• **Data listing**:

····················

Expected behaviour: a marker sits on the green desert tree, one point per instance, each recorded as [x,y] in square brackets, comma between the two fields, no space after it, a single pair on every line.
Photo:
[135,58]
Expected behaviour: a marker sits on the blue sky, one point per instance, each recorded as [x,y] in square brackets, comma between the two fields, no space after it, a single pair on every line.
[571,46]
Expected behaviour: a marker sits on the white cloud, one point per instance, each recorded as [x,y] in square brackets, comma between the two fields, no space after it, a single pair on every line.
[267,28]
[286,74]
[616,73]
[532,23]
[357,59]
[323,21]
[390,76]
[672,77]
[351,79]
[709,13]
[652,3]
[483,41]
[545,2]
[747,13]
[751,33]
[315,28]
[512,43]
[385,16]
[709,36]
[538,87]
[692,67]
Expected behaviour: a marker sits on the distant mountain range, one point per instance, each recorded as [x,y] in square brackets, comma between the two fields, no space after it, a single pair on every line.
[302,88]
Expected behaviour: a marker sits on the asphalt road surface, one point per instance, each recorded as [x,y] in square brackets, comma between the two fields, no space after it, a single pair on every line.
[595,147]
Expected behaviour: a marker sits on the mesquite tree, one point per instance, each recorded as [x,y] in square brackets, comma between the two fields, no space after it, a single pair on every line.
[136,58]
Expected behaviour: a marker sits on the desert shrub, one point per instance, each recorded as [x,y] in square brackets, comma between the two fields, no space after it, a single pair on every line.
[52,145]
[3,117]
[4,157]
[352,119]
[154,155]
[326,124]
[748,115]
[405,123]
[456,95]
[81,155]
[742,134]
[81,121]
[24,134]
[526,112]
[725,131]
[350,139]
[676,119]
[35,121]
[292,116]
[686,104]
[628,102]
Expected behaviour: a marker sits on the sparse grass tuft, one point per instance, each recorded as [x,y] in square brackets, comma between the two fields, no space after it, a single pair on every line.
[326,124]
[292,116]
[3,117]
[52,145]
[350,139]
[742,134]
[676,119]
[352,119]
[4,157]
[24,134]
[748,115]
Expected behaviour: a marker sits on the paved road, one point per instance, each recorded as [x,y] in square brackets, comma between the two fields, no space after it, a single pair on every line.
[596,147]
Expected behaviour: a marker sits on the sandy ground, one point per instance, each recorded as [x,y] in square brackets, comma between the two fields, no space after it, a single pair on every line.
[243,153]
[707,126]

····················

• **Task prompt**: In the data above, find the line containing "Expected behaviour: a marker sits on the paved", then copy it and every later line exactly.

• **Exercise result**:
Expected behaviour: a marker sits on the paved road, one point per instance, each recorded as [x,y] in square brackets, comma between the two fields, no space after it, a single pair on every line.
[596,147]
Expected behaviour: a marker sits on the sandy ground, one point per instance, each recorded as [x,y] in square brackets, comma between the two fields, no space after it, a single pair on every line.
[243,153]
[707,126]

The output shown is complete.